**TÂCHE DEMANDÉE A**. Relevez chaque ligne des enregistrements où figure le mot « ground ».

--- TEXTE SOURCE ---

Nous sommes particulièrement fiers d’accueillir Adrian Stimson en tant que commissaire officiel d’art autochtone de Age of Union. Membre de la nation des Siksika (Pieds-Noirs) de l’Alberta, Adrian est un artiste interdisciplinaire dont les œuvres font l’objet d’expositions internationales.
Sujets
Son exposition qui se déroule actuellement au Centre Terre, intitulée Anthro–Obscene, regroupe des toiles et des sculptures qui nous incitent à contempler la portée de nos actions sur cette Terre et à reconnaître que si nous observons, écoutons et aimons le monde qui nous entoure, nous pourrons peut-être changer notre trajectoire actuelle. L’exposition présente :
– Une série de trois tableaux réalisés toile en bois de bouleau à l’aide de peinture à l’huile, de cendre de bois et de plumes. Le titre Awwasukapi,dans la langue siksika, signifie « beaucoup de choses se produisent, certaines bonnes, d’autres mauvaises ».

--- LISTE DES ENREGISTREMENTS ---

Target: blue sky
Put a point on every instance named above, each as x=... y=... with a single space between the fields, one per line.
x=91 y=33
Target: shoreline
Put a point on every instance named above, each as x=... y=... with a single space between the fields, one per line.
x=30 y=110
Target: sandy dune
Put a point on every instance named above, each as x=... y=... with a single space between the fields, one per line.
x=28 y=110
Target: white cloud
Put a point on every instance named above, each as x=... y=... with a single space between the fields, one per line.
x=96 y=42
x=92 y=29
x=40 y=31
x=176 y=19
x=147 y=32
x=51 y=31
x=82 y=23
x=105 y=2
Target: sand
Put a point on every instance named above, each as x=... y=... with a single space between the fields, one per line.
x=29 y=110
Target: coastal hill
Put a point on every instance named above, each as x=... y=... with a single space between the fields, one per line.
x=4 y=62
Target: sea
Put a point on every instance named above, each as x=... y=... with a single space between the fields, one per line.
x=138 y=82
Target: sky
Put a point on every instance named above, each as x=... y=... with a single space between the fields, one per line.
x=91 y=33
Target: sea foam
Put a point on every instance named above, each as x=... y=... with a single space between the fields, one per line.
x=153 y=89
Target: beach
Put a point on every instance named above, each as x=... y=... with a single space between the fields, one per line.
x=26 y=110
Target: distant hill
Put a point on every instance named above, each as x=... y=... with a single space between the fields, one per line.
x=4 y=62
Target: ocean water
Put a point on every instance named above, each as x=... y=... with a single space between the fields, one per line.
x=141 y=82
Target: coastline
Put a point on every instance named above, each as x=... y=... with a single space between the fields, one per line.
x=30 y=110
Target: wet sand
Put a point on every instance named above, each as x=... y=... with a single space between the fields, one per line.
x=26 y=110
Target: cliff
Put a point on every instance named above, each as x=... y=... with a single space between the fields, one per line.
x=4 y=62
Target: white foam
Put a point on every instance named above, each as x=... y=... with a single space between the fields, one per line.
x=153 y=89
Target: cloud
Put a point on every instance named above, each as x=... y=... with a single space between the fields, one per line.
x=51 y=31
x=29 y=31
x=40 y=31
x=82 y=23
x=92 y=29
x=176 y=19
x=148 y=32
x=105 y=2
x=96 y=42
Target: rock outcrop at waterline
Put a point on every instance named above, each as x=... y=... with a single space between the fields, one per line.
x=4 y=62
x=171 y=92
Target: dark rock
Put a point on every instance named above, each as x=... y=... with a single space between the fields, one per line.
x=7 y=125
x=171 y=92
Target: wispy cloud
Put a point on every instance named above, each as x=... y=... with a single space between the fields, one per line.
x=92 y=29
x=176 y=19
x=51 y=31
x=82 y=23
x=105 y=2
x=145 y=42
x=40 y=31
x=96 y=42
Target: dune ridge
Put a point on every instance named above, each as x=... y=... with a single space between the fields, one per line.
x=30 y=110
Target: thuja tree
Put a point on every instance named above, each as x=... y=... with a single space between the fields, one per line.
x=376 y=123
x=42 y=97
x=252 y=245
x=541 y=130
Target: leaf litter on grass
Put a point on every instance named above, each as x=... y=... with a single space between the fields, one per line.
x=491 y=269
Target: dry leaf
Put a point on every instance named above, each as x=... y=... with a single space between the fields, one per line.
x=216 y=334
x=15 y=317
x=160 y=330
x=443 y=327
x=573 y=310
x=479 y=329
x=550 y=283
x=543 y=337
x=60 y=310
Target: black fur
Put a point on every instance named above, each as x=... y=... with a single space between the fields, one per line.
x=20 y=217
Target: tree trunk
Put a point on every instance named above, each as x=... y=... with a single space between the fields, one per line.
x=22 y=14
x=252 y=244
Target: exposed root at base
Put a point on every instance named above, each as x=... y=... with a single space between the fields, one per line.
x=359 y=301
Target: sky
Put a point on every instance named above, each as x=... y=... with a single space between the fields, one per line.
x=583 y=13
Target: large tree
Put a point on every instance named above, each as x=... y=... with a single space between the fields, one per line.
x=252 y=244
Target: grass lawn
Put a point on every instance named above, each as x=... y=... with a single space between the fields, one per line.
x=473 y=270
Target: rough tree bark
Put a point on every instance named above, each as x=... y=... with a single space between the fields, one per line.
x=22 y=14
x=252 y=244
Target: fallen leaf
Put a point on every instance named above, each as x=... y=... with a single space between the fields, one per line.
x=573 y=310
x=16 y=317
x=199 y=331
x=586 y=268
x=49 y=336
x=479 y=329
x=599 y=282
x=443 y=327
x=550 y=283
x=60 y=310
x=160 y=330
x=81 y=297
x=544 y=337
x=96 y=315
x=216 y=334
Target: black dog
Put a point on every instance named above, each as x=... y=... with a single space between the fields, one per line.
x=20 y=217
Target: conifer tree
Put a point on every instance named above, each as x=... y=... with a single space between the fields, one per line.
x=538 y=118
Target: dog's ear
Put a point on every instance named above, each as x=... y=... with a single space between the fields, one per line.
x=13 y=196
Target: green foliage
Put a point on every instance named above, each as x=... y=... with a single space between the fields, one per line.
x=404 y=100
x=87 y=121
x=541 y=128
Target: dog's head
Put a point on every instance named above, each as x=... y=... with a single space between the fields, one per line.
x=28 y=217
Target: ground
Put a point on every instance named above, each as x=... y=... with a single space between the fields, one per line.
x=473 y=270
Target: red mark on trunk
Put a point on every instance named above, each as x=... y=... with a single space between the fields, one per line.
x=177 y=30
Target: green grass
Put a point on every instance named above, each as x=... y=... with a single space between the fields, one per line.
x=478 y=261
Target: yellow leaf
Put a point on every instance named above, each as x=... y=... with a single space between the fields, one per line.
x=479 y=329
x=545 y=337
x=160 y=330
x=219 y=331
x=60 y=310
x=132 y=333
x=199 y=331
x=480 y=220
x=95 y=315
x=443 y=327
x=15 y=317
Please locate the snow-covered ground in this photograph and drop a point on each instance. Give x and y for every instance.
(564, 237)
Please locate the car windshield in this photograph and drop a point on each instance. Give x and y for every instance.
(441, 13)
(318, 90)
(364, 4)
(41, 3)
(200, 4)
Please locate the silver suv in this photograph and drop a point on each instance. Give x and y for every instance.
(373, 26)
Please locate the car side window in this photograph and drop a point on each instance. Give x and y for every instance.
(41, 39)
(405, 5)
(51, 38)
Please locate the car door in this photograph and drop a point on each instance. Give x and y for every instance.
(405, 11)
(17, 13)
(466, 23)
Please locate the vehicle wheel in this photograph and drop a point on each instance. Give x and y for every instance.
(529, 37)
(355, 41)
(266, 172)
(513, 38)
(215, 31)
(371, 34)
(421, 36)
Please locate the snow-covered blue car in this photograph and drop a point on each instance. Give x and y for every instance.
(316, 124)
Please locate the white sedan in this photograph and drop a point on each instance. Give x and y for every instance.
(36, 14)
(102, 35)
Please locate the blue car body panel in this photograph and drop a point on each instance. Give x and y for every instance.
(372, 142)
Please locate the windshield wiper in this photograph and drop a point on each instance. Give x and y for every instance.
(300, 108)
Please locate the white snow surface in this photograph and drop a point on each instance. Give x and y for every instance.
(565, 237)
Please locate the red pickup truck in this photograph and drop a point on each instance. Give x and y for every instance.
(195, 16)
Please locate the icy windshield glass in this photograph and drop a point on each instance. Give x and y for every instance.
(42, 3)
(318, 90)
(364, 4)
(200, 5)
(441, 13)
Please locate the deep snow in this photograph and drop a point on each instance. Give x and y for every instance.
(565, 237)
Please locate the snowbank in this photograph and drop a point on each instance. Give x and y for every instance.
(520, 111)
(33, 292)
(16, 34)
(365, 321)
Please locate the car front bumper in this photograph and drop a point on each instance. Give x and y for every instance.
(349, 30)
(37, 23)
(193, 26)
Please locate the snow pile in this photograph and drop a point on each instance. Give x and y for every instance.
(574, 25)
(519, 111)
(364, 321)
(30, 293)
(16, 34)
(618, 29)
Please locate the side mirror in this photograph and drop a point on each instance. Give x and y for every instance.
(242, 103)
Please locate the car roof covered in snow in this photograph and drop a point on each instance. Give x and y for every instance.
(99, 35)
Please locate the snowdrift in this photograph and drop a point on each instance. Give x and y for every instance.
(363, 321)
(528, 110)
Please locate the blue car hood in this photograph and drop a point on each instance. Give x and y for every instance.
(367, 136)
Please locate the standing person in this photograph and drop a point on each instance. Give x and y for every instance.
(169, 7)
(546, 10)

---

**TÂCHE DEMANDÉE B**. Recopiez le passage du texte sur l'exposition d'Adrian Stimson qui commence à « Nous sommes particulièrement » et se termine à « l’objet d’expositions internationales. ».

**RÉPONSE FINALE A**.
Target: ground
Please locate the snow-covered ground in this photograph and drop a point on each instance. Give x and y for every instance.

**RÉPONSE FINALE B**.
Nous sommes particulièrement fiers d’accueillir Adrian Stimson en tant que commissaire officiel d’art autochtone de Age of Union. Membre de la nation des Siksika (Pieds-Noirs) de l’Alberta, Adrian est un artiste interdisciplinaire dont les œuvres font l’objet d’expositions internationales.